*Required task*. Rewrite the part of the material below that opens with the line containing "of the distant" and closes with the last line of the material, replacing "pointer" with "locator" and leaving everything else unchanged.

____

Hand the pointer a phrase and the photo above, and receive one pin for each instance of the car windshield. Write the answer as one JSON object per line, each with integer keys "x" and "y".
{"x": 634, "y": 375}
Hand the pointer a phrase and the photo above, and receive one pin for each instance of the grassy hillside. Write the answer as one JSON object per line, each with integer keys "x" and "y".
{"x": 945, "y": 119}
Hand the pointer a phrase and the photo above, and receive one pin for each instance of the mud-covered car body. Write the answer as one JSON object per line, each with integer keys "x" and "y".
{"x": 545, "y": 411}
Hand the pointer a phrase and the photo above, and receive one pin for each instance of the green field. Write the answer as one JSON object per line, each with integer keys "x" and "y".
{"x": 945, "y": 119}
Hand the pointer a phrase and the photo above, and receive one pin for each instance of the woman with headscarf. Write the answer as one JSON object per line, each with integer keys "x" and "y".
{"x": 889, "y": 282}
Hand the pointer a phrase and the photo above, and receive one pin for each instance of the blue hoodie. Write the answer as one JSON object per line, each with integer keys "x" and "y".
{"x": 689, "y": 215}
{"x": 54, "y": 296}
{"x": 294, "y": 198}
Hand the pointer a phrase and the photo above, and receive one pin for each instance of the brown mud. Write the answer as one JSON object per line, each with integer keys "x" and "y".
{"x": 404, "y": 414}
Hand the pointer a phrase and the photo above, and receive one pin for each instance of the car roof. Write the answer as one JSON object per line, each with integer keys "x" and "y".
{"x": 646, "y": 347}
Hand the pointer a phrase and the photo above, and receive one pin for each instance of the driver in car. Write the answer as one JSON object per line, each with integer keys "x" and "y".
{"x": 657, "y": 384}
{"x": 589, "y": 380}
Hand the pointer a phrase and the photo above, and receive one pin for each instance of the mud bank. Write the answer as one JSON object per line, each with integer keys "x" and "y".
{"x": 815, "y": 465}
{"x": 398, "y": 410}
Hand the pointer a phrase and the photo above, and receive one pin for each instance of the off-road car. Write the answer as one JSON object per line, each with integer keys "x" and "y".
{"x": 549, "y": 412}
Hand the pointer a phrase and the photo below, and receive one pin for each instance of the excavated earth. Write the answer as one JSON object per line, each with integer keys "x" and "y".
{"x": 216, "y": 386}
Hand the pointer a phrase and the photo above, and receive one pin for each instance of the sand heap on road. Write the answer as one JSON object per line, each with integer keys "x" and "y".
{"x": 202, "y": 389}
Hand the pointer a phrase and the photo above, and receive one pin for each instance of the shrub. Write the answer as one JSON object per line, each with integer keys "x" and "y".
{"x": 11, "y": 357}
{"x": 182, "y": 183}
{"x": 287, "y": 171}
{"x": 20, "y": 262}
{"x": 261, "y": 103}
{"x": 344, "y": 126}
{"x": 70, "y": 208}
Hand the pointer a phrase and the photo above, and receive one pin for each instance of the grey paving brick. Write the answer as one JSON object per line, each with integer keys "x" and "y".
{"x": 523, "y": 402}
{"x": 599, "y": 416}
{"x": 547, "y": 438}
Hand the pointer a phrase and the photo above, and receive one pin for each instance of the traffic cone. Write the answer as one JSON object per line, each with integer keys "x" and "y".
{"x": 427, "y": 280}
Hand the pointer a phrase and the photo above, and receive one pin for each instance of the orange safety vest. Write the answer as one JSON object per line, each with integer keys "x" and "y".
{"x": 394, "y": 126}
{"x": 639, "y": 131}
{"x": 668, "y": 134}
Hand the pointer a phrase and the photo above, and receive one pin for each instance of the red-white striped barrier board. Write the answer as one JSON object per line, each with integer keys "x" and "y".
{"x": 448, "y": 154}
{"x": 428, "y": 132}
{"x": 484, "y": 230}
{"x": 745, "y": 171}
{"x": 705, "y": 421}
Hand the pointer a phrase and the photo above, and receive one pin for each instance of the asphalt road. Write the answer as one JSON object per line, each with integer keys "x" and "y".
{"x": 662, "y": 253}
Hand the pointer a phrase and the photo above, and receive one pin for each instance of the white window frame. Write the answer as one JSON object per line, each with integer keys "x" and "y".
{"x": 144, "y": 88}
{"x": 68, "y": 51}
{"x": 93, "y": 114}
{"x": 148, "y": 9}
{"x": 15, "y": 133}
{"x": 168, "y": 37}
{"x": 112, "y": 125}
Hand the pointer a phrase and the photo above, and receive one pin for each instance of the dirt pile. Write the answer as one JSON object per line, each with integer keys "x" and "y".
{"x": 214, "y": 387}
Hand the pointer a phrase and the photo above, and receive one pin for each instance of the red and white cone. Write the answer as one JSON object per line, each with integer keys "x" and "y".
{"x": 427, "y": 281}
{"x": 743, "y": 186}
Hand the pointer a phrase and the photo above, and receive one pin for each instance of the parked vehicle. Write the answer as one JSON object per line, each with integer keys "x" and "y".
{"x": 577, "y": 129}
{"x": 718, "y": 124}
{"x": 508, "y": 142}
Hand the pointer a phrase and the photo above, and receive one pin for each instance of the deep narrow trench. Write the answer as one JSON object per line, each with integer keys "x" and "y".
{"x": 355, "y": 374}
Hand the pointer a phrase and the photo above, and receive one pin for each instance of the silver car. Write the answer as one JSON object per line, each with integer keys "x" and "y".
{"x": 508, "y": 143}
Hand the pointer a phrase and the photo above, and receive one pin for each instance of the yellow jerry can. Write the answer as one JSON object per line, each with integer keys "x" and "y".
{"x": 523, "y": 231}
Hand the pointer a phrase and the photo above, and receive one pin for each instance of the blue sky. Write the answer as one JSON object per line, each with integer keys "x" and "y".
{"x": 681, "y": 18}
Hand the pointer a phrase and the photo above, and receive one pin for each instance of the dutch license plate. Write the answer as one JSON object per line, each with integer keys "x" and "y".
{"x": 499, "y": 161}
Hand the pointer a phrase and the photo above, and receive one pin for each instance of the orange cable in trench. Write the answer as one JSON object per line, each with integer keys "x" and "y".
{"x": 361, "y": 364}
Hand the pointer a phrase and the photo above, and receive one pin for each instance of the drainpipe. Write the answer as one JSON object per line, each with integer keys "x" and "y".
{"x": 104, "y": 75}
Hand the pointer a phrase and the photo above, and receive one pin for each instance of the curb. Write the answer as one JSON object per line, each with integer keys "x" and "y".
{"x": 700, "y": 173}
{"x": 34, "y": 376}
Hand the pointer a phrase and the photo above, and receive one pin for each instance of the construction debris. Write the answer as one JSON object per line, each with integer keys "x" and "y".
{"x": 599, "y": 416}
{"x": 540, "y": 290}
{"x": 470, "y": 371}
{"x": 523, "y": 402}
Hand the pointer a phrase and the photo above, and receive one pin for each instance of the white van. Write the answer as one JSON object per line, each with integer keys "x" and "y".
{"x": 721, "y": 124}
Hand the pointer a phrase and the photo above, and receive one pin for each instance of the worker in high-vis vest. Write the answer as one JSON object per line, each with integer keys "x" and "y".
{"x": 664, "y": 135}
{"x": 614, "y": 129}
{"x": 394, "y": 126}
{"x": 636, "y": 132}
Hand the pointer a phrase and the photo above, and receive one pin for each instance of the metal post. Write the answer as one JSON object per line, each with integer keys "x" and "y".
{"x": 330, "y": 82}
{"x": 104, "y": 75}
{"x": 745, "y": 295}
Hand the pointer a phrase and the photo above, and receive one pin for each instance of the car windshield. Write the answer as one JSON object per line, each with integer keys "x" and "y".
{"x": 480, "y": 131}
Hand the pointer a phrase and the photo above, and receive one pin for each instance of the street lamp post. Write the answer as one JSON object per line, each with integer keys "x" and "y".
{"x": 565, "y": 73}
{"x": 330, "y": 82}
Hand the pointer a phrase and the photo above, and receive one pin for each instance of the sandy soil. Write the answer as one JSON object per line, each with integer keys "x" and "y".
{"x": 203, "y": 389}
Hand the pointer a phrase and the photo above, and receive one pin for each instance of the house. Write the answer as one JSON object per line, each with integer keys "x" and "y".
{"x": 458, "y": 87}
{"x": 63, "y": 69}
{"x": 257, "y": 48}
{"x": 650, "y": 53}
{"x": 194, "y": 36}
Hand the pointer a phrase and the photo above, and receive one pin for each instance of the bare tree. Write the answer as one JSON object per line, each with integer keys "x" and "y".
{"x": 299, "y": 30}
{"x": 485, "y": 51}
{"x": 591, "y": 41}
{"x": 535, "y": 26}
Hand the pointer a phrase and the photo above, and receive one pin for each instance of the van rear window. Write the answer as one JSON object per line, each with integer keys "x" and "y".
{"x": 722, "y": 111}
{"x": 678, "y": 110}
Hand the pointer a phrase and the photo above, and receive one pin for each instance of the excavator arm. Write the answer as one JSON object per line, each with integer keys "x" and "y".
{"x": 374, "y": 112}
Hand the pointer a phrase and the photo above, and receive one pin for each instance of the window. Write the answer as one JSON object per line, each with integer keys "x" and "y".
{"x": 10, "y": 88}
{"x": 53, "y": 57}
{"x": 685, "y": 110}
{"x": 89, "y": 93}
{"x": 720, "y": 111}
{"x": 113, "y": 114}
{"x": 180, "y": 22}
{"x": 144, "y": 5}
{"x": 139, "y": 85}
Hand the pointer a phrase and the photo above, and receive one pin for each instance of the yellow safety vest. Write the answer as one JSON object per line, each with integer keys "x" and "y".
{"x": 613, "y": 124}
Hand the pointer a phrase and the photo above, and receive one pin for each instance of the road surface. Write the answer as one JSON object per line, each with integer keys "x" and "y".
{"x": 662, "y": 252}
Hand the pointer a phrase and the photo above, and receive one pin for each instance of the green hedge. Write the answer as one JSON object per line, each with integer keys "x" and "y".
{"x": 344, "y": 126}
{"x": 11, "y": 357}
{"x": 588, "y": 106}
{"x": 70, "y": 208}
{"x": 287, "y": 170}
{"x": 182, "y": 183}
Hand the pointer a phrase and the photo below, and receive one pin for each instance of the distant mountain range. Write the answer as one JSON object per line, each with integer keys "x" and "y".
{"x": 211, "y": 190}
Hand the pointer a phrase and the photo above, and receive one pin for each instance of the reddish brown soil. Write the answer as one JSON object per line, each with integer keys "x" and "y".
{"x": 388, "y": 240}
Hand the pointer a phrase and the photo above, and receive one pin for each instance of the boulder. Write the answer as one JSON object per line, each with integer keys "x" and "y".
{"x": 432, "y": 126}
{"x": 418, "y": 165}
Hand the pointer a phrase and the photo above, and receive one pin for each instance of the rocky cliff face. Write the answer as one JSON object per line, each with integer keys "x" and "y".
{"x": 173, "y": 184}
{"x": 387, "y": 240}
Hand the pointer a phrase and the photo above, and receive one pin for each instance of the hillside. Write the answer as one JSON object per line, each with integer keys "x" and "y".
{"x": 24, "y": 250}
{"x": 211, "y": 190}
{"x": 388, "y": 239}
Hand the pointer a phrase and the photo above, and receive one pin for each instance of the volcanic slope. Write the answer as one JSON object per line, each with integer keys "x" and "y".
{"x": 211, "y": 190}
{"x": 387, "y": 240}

____

*Answer to this problem*.
Hand the locator a phrase and the photo below, and receive one pin for each instance of the distant mountain range. Write the answer as one JSON object per line, each with integer keys "x" and "y".
{"x": 211, "y": 190}
Hand the locator a phrase and the photo above, and receive one pin for each instance of the reddish brown soil. Write the answer as one JSON object per line, each with integer keys "x" and "y".
{"x": 388, "y": 240}
Hand the locator a phrase and the photo above, and receive one pin for each instance of the boulder. Write the answer as one JSON object per line, each with integer keys "x" and "y".
{"x": 432, "y": 126}
{"x": 418, "y": 165}
Hand the locator a phrase and the photo above, and receive one pin for each instance of the rocky cliff face. Write the answer as one JSON object per line, each with integer keys "x" and "y".
{"x": 173, "y": 184}
{"x": 387, "y": 240}
Hand the locator a phrase and the photo above, and receive one pin for each instance of the hillside. Write the answer as one JSON object per line, each with integer keys "x" and "y".
{"x": 24, "y": 250}
{"x": 211, "y": 190}
{"x": 388, "y": 239}
Hand the locator a phrase and the photo above, and receive one pin for each instance of the volcanic slope. Write the answer as one JSON object per line, each with integer keys "x" and "y".
{"x": 211, "y": 190}
{"x": 387, "y": 240}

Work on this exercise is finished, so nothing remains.